# Canon AE-1 help!



## Mattml (Aug 14, 2018)

hi,

I have just bought a Canon AE-1 for my partner and it has arrived without a winder coupler cover I was just seeking some advice as to wether it would work fine without this and where to find a best replacement for it if needed

Thanks 
Matt


----------



## sniper x (Aug 14, 2018)

Do you mean the small round coin shaped power winder hole cover on the bottom? If so, yes it'll be fine. I've seen people use them for years missing it. Although, I would put a piece of gaff tape over it to keep debris from getting in there.


----------



## Mattml (Aug 14, 2018)

Yeah that’s the part, thanks for your reply!


----------



## sniper x (Aug 14, 2018)

Sure, I have like ten of them but it wouldn't be worth it to ship I don't think. Get back to me if you can't find one. If you got the winder with the camera, it is stuck in a slot in the winder BTW....


----------



## compur (Aug 22, 2018)

Yes, it will work without that cover (assuming the camera works otherwise). 

Put a little tape over the opening to keep dust out. That is all that cover is for.


----------



## sniper x (Sep 9, 2018)

compur said:


> Yes, it will work without that cover (assuming the camera works otherwise).
> 
> Put a little tape over the opening to keep dust out. That is all that cover is for.


De Ja Vu'


----------

○ ○ ○ ○ ○

Set of tasks:
[1] In the Canon AE-1 thread, what kind of tape does sniper x suggest putting over the winder hole?
[2] Extract the Canon AE-1 thread word for word from "Sure, I have" up to and including "(Aug 22, 2018)".
This material isn't needed.

Image object location entries
○ ○ ○ ○ ○

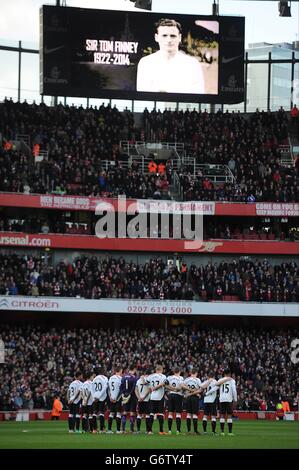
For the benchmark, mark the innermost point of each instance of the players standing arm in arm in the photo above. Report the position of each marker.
(234, 393)
(217, 385)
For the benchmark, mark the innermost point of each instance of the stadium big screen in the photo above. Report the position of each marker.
(127, 55)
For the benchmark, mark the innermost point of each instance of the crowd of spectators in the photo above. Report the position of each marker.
(57, 223)
(76, 140)
(79, 140)
(249, 146)
(40, 362)
(107, 277)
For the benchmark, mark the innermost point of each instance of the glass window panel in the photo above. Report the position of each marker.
(296, 85)
(257, 79)
(139, 105)
(280, 86)
(189, 106)
(122, 104)
(95, 102)
(162, 105)
(30, 77)
(74, 101)
(9, 75)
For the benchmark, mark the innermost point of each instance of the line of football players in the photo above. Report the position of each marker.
(128, 396)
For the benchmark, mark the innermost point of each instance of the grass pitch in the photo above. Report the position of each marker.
(54, 435)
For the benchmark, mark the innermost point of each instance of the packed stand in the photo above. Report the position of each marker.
(58, 222)
(107, 277)
(78, 140)
(41, 362)
(249, 146)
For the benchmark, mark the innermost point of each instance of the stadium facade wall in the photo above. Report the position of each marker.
(75, 242)
(147, 307)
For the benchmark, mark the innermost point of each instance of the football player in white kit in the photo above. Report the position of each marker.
(74, 400)
(115, 399)
(228, 398)
(87, 403)
(157, 381)
(175, 399)
(99, 390)
(193, 387)
(143, 393)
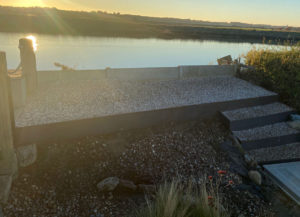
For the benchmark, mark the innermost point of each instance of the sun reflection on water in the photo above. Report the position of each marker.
(34, 41)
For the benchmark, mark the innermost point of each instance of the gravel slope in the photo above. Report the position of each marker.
(87, 99)
(257, 111)
(273, 130)
(63, 181)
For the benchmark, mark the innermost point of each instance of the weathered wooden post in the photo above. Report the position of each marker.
(28, 64)
(8, 160)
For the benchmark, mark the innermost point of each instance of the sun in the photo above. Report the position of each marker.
(34, 41)
(29, 3)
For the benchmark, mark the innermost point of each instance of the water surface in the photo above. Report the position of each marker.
(98, 53)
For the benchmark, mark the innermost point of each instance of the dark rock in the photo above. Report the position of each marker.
(146, 188)
(108, 184)
(255, 177)
(127, 185)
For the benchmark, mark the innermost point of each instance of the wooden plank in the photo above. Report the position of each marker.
(28, 63)
(8, 161)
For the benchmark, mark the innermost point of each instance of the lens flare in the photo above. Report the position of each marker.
(34, 41)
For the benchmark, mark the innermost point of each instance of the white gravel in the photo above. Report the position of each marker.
(66, 101)
(283, 152)
(278, 129)
(257, 111)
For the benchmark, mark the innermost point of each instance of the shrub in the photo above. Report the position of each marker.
(175, 200)
(277, 70)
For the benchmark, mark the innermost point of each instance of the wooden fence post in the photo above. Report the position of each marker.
(8, 160)
(28, 63)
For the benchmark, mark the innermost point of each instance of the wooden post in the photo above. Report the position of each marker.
(28, 64)
(8, 161)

○ ○ ○ ○ ○

Results of the tasks:
[1] Gaff tape.

[2]
Sure, I have like ten of them but it wouldn't be worth it to ship I don't think. Get back to me if you can't find one. If you got the winder with the camera, it is stuck in a slot in the winder BTW....


----------



## compur (Aug 22, 2018)